• _Exercise_
In the records below, the line containing "on the graphic" marks the start. Copy that line and everything after it exactly, through the last line.

• _Excerpted records_
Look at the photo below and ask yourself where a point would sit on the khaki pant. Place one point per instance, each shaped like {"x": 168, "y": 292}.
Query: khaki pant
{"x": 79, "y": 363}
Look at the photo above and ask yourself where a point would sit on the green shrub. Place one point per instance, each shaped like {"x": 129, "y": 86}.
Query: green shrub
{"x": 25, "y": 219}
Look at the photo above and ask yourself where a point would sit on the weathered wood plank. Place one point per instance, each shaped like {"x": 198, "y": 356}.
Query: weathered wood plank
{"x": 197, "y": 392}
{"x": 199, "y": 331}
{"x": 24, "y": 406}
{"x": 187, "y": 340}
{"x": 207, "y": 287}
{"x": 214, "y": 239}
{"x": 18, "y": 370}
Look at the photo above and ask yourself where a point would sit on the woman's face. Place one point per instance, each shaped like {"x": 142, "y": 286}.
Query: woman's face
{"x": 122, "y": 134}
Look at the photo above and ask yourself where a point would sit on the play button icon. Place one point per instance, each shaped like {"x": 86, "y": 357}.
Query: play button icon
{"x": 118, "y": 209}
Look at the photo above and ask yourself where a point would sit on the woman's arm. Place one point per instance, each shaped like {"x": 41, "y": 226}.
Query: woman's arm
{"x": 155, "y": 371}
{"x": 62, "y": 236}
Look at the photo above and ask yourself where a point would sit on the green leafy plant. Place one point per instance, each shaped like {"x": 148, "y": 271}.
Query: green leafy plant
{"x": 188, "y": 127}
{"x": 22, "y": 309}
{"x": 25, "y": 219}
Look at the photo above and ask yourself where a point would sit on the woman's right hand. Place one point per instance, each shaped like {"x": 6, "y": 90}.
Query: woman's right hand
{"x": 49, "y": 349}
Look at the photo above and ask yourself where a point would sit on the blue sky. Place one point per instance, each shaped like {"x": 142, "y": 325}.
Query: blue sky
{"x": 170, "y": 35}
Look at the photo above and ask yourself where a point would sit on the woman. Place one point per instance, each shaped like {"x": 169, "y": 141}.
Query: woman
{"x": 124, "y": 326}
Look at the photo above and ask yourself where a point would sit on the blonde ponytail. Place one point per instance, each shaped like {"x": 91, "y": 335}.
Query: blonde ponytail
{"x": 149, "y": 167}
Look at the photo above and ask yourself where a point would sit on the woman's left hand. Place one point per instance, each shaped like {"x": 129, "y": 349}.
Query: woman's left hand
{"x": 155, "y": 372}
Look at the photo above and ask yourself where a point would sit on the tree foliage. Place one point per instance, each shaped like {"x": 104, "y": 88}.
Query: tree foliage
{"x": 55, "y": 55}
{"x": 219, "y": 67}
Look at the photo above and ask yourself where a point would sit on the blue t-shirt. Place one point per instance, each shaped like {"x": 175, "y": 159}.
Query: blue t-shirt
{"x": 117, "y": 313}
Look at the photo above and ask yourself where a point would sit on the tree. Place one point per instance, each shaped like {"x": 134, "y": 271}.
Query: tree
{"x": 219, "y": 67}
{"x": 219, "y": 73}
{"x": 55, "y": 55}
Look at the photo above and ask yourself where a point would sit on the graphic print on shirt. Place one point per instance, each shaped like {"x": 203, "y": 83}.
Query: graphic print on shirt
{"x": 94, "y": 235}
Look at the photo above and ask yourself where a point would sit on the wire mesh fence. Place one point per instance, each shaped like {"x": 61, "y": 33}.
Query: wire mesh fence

• _Reply to the task_
Look at the photo above and ask yourself where a point would sit on the graphic print on shirt. Place one point per instance, each shaped like {"x": 203, "y": 83}.
Query: graphic print on shirt
{"x": 94, "y": 235}
Look at the photo above and ask yourself where a point would sit on the wire mesh fence. Place one point per instance, each shaped like {"x": 61, "y": 33}.
Query: wire mesh fence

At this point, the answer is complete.